Please return only the lines from the one holding "x=1236 y=89" through the one holding "x=782 y=230", exactly as they appear in the records below, both ends included.

(Dataset entries)
----------------

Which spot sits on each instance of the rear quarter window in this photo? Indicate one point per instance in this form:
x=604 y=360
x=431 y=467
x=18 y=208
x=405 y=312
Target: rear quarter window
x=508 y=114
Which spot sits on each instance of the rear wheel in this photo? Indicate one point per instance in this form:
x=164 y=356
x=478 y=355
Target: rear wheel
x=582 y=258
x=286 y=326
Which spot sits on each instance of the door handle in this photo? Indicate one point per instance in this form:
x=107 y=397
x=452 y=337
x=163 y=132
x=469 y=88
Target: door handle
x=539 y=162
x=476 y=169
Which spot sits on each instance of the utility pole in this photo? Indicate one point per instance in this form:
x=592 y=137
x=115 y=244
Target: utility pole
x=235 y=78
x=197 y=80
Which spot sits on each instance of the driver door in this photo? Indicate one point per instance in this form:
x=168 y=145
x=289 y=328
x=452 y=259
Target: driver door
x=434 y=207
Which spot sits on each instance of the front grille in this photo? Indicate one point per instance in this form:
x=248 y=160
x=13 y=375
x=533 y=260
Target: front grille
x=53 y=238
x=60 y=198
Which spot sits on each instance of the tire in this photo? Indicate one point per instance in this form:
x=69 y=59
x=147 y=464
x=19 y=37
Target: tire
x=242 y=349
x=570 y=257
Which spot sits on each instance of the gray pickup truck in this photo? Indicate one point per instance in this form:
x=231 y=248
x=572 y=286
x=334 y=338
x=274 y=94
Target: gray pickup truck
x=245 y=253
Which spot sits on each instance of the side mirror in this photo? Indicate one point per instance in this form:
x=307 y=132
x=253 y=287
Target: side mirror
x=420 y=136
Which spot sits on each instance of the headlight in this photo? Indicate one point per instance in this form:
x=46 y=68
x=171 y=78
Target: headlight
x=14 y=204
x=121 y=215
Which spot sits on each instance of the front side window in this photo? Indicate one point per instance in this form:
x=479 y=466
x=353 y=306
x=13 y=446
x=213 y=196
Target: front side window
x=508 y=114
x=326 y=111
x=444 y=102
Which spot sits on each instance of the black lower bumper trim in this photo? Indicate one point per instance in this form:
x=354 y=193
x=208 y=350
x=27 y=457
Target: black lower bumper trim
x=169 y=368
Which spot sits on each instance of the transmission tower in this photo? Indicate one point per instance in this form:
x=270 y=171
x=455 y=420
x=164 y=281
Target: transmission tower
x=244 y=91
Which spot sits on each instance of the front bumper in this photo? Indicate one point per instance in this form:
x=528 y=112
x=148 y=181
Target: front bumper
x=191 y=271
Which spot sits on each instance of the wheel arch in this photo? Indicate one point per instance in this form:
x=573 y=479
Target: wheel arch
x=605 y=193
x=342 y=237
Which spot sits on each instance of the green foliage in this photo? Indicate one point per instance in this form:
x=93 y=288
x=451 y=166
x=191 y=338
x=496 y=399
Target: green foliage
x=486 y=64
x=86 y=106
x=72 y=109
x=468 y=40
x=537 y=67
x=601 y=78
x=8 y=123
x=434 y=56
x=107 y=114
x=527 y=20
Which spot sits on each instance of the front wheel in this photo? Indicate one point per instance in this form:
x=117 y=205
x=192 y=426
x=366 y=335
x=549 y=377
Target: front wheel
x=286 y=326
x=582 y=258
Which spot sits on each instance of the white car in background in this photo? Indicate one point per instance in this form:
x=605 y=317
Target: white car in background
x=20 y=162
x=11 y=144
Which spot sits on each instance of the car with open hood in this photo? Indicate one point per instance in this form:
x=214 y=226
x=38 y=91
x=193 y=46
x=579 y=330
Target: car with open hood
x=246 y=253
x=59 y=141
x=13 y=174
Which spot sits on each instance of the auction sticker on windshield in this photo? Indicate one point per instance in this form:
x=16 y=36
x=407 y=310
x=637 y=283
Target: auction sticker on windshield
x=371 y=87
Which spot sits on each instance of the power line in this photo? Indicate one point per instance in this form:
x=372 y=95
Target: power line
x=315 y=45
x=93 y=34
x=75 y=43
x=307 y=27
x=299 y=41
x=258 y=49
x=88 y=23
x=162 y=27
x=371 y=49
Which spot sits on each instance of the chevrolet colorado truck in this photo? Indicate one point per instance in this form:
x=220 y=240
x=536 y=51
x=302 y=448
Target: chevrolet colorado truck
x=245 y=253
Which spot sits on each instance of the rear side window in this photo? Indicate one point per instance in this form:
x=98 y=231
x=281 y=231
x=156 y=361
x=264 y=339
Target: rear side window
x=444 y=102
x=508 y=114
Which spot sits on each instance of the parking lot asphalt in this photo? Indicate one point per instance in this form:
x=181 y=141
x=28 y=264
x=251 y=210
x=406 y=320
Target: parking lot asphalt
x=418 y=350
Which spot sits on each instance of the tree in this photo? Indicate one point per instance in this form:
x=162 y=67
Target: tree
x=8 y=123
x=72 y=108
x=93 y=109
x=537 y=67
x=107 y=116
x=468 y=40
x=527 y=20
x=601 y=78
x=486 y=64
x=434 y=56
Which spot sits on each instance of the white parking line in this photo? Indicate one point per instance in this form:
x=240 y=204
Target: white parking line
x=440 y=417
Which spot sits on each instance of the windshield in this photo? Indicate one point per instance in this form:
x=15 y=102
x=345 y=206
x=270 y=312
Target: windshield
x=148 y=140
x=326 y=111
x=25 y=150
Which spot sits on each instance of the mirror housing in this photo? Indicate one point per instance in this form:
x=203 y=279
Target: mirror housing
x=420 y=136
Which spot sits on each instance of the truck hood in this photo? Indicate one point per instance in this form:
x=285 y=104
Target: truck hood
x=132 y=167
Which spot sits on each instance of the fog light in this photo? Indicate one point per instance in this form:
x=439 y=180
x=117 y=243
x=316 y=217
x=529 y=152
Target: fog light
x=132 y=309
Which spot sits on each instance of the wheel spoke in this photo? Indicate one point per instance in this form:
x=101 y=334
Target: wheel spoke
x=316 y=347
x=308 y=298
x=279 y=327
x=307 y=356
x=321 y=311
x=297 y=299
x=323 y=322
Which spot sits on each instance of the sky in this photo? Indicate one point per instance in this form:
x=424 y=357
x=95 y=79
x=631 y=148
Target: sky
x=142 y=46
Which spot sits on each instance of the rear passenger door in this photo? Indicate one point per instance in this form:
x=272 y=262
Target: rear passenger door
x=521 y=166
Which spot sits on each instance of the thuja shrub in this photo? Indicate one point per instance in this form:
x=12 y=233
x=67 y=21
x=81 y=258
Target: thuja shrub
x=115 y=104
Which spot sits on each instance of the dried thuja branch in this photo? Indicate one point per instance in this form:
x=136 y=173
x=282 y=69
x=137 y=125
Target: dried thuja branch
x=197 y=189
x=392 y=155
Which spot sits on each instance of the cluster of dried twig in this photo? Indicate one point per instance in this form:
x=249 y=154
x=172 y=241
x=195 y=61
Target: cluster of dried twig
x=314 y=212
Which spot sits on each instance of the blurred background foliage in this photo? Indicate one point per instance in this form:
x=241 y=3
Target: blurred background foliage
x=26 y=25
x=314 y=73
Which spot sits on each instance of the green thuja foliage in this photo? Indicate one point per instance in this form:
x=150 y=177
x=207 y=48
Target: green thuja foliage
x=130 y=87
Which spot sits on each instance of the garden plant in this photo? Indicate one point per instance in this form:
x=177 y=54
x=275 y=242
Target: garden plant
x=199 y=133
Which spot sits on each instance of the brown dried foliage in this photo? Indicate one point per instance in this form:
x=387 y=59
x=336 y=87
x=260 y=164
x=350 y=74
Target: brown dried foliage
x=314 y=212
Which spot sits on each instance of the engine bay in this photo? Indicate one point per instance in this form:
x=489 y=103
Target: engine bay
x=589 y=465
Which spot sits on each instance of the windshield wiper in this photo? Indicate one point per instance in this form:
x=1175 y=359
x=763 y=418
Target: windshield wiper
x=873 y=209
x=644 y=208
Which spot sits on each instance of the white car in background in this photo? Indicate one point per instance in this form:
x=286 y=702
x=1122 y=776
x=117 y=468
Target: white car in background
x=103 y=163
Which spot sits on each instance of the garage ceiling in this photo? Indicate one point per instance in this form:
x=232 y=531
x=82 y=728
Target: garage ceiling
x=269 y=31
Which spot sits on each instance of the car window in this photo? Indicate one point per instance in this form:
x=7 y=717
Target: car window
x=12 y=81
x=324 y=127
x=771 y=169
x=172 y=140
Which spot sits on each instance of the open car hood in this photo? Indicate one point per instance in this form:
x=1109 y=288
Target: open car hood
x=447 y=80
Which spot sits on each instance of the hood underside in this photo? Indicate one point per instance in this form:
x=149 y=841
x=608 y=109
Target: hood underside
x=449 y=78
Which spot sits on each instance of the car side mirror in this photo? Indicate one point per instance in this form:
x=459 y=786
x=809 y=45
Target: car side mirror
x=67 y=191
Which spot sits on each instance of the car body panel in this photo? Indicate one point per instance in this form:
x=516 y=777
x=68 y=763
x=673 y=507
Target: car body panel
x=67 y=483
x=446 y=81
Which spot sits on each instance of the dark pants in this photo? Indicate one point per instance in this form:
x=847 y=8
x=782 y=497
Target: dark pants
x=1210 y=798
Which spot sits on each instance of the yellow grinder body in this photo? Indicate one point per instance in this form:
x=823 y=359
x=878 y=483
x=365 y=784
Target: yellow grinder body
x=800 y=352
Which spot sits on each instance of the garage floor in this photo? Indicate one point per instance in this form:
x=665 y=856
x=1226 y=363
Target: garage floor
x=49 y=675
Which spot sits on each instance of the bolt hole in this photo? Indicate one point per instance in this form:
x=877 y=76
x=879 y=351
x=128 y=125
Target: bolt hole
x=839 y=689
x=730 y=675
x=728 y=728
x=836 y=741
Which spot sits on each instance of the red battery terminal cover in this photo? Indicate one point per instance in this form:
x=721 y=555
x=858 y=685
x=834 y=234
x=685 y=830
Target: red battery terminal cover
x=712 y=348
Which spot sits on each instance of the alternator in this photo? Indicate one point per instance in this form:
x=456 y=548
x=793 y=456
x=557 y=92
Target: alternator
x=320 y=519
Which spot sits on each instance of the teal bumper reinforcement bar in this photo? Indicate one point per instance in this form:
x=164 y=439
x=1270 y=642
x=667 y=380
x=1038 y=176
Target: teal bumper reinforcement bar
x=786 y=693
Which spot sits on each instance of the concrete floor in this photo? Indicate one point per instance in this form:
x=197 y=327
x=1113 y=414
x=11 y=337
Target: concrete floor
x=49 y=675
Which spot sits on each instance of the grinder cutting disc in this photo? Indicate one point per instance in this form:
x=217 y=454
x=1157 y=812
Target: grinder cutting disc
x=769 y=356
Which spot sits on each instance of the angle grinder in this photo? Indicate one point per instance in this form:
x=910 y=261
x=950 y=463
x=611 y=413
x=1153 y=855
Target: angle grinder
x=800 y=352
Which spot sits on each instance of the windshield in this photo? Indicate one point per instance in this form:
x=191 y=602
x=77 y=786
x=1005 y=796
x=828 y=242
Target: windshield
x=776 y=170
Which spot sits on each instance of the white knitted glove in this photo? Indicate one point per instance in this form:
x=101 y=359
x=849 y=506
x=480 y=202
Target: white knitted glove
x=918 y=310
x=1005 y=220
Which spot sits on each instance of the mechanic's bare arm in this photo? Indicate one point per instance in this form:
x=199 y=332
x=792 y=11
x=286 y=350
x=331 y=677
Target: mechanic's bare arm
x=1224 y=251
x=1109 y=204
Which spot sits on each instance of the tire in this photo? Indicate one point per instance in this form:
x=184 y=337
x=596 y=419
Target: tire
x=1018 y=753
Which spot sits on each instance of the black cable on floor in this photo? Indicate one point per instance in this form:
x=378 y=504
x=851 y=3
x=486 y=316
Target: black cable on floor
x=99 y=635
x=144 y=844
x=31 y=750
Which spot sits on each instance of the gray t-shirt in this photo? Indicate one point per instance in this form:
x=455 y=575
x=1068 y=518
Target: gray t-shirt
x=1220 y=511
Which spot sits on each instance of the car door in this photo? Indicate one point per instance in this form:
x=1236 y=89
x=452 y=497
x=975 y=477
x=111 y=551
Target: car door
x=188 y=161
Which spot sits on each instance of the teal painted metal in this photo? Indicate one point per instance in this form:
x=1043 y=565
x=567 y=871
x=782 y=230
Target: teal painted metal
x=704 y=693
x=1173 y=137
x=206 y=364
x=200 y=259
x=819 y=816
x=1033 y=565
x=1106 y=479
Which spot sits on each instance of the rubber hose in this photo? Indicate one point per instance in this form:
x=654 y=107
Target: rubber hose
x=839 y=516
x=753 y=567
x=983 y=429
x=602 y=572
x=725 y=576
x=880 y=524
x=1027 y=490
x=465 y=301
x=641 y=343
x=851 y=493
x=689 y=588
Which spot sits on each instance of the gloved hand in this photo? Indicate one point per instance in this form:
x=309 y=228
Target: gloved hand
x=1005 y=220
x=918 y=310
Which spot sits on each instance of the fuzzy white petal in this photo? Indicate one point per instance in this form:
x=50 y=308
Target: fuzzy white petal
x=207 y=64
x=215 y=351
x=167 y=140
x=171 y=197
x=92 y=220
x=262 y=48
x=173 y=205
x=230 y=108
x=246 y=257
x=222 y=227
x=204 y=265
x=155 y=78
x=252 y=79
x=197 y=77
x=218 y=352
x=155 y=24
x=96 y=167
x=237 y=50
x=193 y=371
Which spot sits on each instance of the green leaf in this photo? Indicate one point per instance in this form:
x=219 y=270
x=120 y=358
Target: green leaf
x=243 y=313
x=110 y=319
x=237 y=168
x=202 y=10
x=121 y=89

----------------

YOUR RESPONSE:
x=1236 y=89
x=452 y=497
x=975 y=477
x=111 y=551
Target: car door
x=188 y=161
Which spot sits on each instance of the teal painted metal in this photo? Indicate one point per instance in this form:
x=1043 y=565
x=567 y=871
x=782 y=230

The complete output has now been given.